• _Work item_:
The response should consist of the listing, repeated word for word.

----------

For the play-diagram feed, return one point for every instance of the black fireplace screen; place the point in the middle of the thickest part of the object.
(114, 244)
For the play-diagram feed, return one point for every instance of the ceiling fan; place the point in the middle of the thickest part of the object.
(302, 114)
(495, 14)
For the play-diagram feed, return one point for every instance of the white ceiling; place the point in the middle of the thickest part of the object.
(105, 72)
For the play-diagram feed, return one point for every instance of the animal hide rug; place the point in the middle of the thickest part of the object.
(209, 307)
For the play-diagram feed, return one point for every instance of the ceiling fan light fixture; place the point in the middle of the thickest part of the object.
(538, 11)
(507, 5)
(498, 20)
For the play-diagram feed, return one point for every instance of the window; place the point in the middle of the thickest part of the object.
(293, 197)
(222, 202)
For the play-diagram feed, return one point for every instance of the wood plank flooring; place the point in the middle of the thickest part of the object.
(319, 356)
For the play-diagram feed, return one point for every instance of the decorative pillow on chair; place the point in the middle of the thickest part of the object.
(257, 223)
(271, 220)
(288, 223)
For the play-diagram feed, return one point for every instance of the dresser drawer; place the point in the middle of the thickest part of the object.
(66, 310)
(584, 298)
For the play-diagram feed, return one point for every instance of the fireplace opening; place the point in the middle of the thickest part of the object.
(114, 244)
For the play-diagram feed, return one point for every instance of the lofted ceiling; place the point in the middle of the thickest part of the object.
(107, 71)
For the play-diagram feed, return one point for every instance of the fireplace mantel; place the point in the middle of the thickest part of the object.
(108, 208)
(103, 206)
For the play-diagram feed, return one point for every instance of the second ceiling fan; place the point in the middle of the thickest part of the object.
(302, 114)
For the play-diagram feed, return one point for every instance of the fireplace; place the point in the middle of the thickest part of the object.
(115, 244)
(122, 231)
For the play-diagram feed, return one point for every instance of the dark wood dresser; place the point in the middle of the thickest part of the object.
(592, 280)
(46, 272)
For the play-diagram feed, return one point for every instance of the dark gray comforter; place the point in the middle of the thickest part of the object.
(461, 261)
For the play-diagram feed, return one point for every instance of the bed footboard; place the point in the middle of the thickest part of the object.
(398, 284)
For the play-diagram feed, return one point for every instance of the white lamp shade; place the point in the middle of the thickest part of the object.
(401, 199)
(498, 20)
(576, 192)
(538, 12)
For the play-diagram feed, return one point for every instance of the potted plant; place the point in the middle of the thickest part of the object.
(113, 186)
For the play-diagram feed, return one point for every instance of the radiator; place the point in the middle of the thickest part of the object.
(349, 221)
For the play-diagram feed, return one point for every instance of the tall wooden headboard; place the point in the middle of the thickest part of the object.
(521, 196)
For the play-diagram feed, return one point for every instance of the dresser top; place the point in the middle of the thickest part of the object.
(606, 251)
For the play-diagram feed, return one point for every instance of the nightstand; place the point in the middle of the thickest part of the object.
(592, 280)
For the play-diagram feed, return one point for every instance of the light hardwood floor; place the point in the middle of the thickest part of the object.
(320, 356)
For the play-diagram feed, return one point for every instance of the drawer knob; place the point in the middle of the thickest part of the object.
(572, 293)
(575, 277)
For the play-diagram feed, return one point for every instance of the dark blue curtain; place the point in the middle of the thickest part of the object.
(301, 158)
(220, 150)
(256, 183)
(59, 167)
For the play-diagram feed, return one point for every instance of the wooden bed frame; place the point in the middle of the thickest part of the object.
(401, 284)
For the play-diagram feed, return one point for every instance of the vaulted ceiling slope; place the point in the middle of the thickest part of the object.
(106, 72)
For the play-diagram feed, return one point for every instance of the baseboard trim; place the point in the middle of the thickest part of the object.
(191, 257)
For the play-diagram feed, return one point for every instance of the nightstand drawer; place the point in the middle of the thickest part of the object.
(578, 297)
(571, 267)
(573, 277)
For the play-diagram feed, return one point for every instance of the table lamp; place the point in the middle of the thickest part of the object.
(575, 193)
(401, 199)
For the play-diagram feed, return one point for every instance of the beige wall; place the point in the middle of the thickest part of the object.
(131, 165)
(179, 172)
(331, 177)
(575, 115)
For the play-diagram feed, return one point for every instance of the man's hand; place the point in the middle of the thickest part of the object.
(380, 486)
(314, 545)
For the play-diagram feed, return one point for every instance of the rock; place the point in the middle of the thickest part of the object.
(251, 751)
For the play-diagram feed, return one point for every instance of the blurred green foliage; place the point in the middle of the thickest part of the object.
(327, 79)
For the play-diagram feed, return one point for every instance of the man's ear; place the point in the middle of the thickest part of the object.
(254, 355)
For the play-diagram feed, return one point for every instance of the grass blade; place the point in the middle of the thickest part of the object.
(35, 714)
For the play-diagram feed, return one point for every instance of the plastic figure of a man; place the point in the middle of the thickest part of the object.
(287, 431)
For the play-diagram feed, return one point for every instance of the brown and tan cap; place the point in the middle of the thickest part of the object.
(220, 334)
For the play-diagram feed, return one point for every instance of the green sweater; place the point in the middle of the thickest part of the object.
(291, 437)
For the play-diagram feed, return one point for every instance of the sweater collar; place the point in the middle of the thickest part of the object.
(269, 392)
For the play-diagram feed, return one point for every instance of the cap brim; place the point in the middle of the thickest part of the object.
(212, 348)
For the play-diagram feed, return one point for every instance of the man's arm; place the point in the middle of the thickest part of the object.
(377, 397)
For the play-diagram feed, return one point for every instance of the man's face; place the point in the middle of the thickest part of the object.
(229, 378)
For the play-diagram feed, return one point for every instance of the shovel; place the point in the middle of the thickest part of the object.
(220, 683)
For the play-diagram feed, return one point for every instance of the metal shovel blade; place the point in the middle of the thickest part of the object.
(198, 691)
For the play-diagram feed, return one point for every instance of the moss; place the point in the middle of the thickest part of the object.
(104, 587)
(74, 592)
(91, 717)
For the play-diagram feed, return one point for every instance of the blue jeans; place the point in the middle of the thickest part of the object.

----------

• _Exercise result_:
For the play-diagram feed, return one point for every instance of the black fireplace screen; place the point in the middle of the thickest part of the object.
(114, 244)
For the play-diagram feed, return one point for every instance of the ceiling fan; place the point in the middle of the thickest part of the object.
(302, 114)
(495, 14)
For the play-diagram feed, return one point for every instance of the white ceiling; place the point in the middle of the thickest part of the object.
(105, 72)
For the play-diagram feed, return one point for every instance of the animal hide rug; place the point in the middle of the thickest part of the object.
(209, 307)
For the play-diagram feed, return one point for every instance of the ceiling fan light fixture; place the point in the middle of the thickest part of the object.
(538, 11)
(507, 5)
(498, 20)
For the play-diagram feed, return one point for every instance of the window; place the point in the middle of the thickest part of the object.
(293, 197)
(222, 202)
For the play-diagram feed, return one point for every instance of the wood plank flooring; place the point in the middle of the thickest part of the object.
(319, 356)
For the play-diagram feed, return one point for every instance of the decorative pillow on chair; place the point in the middle of the thickest part of the object.
(257, 223)
(271, 220)
(288, 223)
For the play-diagram feed, return one point for every instance of the dresser drawer; place the point in the middle of the thickest part of the object.
(66, 310)
(584, 298)
For the play-diagram feed, return one point for every instance of the fireplace opening; place the point in the middle of the thickest part of the object.
(114, 244)
For the play-diagram feed, return one point for every instance of the lofted ceiling; place the point in the middle of the thickest part of the object.
(107, 71)
For the play-diagram feed, return one point for every instance of the fireplace mantel; place the point in the middle of the thickest part of the object.
(108, 208)
(103, 206)
For the play-diagram feed, return one point for every instance of the second ceiling fan; place the point in the middle of the thickest part of the object.
(302, 114)
For the play-diagram feed, return one point for every instance of the fireplace; place the point in the middle of the thickest part of the object.
(115, 244)
(122, 231)
For the play-diagram feed, return one point for every instance of the dark wood dresser; place the point in the middle of the thickest part of the object.
(592, 280)
(46, 272)
For the play-diagram feed, return one point for every instance of the dark gray comforter; place the point in the middle of the thickest part of the object.
(461, 261)
For the play-diagram feed, return one point for every instance of the bed footboard; place the point in the middle of the thickest part of the object.
(398, 284)
For the play-diagram feed, return one point for every instance of the white lamp shade; place the point in the middle of the thickest part of the object.
(401, 199)
(498, 20)
(576, 192)
(538, 12)
For the play-diagram feed, return one point for every instance of the potted plant; place the point in the middle of the thickest part of the object.
(113, 186)
For the play-diagram feed, return one point for every instance of the radiator; place the point in the middle of the thickest part of the object.
(349, 221)
For the play-diagram feed, return one point for every instance of the tall wooden headboard; place the point in the middle of the thickest part of the object.
(521, 196)
For the play-diagram feed, return one point for every instance of the dresser top; place the point in the middle of the thickest part of the object.
(606, 251)
For the play-diagram feed, return one point for every instance of the nightstand; place the point in the middle of the thickest part of the object.
(592, 280)
For the play-diagram feed, return one point for every instance of the light hardwood floor; place the point in the middle of the thickest part of the object.
(320, 356)
For the play-diagram feed, return one point for every instance of the drawer knob; place the point in the middle of the thickest part of the object.
(572, 293)
(575, 277)
For the play-diagram feed, return one point for every instance of the dark blue curtain; place the point in the middle of the thickest part of the object.
(301, 158)
(220, 150)
(256, 183)
(59, 167)
For the play-diagram feed, return one point for every instance of the wooden bed frame; place the point in the middle of the thickest part of the object.
(401, 284)
For the play-diagram feed, return one point for every instance of the vaulted ceiling slope; place the point in the middle of the thickest part of the object.
(106, 72)
For the play-diagram feed, return one point for every instance of the baseboard trim; place the point in the middle of the thickest part of the object.
(191, 257)
For the play-diagram feed, return one point for every instance of the nightstand drawer; place the point in the middle of the thickest part of the object.
(578, 297)
(571, 267)
(573, 277)
For the play-diagram feed, return one point for every instance of the table lamp; place the point in the middle of the thickest part of the object.
(575, 193)
(401, 199)
For the play-diagram feed, return one point for every instance of the beige wall; place the point in the middle of the thickest part of the object.
(131, 165)
(179, 172)
(331, 177)
(575, 115)
For the play-diagram feed, return one point for every instance of the man's hand; place the point in the middle of the thickest part of the object.
(380, 486)
(314, 545)
For the play-diagram feed, return one point for every instance of the rock; place the point in the middle of the thickest part of the object.
(251, 751)
For the play-diagram feed, return one point for every instance of the blurred green foliage; place the point in the middle of the thickest part of the object.
(327, 79)
For the play-diagram feed, return one point for every instance of the man's ear; place the point in the middle of the thickest part of the object.
(254, 355)
For the play-diagram feed, return one point for every instance of the grass blade; place the point in the middle of the thickest part of the object.
(35, 714)
For the play-diagram feed, return one point for every instance of the plastic figure of a man; place the point in the middle of the thickest part of the object.
(287, 431)
For the play-diagram feed, return one point for every instance of the brown and tan cap; place the point in the middle of the thickest part of the object.
(220, 334)
For the play-diagram feed, return one point for every instance of the green sweater; place the point in the middle of the thickest part of the object.
(291, 437)
For the play-diagram feed, return one point for every instance of the sweater collar; place the point in the middle of the thickest part of the object.
(269, 392)
For the play-diagram feed, return one point for every instance of the cap brim; place the point in the middle of the thickest part of the object.
(212, 348)
For the play-diagram feed, return one point for every instance of the man's arm; place the point in the middle of the thickest part of the object.
(377, 397)
For the play-diagram feed, return one point for every instance of the man's face; place the point in the middle of the thickest part of the object.
(229, 378)
For the play-diagram feed, return one point for every instance of the shovel; place the point in the middle of the thickest part of the object.
(220, 683)
For the play-diagram feed, return one point for every instance of the metal shovel blade; place the point in the middle of the thickest part of the object.
(198, 691)
For the play-diagram feed, return one point for every instance of the moss; place the point in the middle of the thickest part of the object.
(104, 587)
(74, 592)
(91, 717)
For the play-diagram feed, return one point for every instance of the blue jeans; place the point in the middle of the thickest part of the object.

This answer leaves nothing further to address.